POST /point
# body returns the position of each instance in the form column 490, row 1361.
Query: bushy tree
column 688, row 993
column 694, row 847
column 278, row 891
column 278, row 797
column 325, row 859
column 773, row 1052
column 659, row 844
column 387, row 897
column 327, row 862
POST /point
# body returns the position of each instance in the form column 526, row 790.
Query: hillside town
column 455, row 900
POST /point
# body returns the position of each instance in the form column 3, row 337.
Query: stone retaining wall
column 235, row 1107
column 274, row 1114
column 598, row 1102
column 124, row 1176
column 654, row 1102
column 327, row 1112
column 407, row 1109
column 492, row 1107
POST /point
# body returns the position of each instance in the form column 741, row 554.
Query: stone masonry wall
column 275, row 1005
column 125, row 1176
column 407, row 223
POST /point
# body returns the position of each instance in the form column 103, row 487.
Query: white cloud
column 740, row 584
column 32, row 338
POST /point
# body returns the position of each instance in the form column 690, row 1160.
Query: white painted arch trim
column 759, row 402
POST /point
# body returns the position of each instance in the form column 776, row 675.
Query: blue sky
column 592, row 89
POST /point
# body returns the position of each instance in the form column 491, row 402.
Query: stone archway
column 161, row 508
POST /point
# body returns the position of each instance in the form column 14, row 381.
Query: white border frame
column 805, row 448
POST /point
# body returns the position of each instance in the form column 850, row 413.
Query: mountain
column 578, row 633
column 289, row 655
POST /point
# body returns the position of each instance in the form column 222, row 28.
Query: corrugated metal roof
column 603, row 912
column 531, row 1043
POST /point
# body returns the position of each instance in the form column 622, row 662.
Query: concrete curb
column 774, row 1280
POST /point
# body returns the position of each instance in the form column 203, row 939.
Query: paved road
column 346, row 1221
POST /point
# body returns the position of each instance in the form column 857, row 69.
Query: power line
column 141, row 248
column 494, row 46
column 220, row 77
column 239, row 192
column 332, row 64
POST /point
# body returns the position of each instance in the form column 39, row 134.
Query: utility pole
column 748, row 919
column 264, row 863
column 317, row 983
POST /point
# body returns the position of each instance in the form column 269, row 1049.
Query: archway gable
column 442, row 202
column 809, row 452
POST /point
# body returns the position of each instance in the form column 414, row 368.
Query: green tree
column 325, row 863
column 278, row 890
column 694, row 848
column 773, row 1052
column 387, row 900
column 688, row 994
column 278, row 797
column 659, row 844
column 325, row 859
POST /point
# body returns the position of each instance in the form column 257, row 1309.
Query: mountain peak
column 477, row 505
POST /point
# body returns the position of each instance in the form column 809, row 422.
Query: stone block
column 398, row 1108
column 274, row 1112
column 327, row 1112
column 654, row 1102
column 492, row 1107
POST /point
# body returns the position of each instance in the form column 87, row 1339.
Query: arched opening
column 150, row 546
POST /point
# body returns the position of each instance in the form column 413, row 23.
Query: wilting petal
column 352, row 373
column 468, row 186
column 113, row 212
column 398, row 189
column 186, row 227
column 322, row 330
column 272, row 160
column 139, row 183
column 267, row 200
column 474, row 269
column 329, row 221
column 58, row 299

====

# YOUR GOAL
The whole set of records needs to be written out exactly.

# SOLUTION FOR THIS TASK
POST /point
# body returns the position of each instance in the form column 490, row 1361.
Query: bushy tree
column 688, row 993
column 694, row 847
column 278, row 891
column 278, row 797
column 325, row 859
column 773, row 1052
column 659, row 844
column 387, row 897
column 327, row 862
POST /point
# body returns the position of each instance in the form column 526, row 790.
Query: hillside town
column 455, row 900
POST /point
# body returns the position of each instance in the form column 3, row 337.
Query: stone retaining wall
column 235, row 1107
column 274, row 1114
column 598, row 1102
column 124, row 1176
column 654, row 1102
column 327, row 1112
column 407, row 1109
column 492, row 1107
POST /point
# body returns the position of each instance in the form column 741, row 554.
Query: stone masonry wall
column 275, row 1005
column 125, row 1176
column 407, row 223
POST /point
# body returns the position of each instance in the form column 103, row 487.
Query: white cloud
column 740, row 584
column 32, row 338
POST /point
# body returns the position of each instance in the form column 690, row 1160.
Query: white painted arch trim
column 759, row 402
POST /point
# body returns the position of each instance in the form column 776, row 675.
Query: blue sky
column 592, row 89
POST /point
# body returns the position of each instance in the form column 491, row 402.
Query: stone archway
column 161, row 508
POST /point
# body returns the position of each instance in the form column 14, row 381.
Query: white border frame
column 805, row 448
POST /point
# body returns the position of each instance in the form column 850, row 413.
Query: mountain
column 578, row 633
column 289, row 655
POST /point
# body returns the position of each instance in the form column 222, row 28.
Query: corrugated metal roof
column 603, row 912
column 531, row 1043
POST /point
# body returns the position of each instance in the form column 622, row 662.
Query: concrete curb
column 774, row 1280
POST /point
# body returns the position of each instance in the form column 203, row 939.
Query: paved road
column 346, row 1221
POST /point
# body returns the position of each instance in the form column 857, row 69.
Query: power line
column 141, row 248
column 494, row 46
column 220, row 77
column 239, row 192
column 332, row 64
POST /point
# body returns the position of each instance in the form column 39, row 134.
Query: utility pole
column 748, row 919
column 264, row 863
column 317, row 983
POST /point
# body returns the position of each instance in the form column 269, row 1049.
Query: archway gable
column 442, row 202
column 809, row 452
POST /point
# body returns the position of each instance in the form column 414, row 368.
Query: green tree
column 325, row 863
column 278, row 890
column 694, row 848
column 773, row 1052
column 387, row 900
column 688, row 994
column 278, row 797
column 659, row 844
column 325, row 859
POST /point
# body returns the position of each instance in the form column 257, row 1309.
Query: mountain peak
column 477, row 505
POST /point
# body returns the position of each instance in the form column 809, row 422.
Query: stone block
column 398, row 1108
column 274, row 1112
column 327, row 1112
column 654, row 1102
column 492, row 1107
POST /point
# body returns the position of each instance in the form column 87, row 1339.
Query: arched opening
column 150, row 546
POST /point
# body returns the position of each instance in the form column 413, row 23.
Query: wilting petal
column 352, row 373
column 468, row 186
column 113, row 212
column 398, row 189
column 186, row 227
column 322, row 330
column 272, row 160
column 139, row 183
column 267, row 200
column 474, row 269
column 329, row 221
column 58, row 299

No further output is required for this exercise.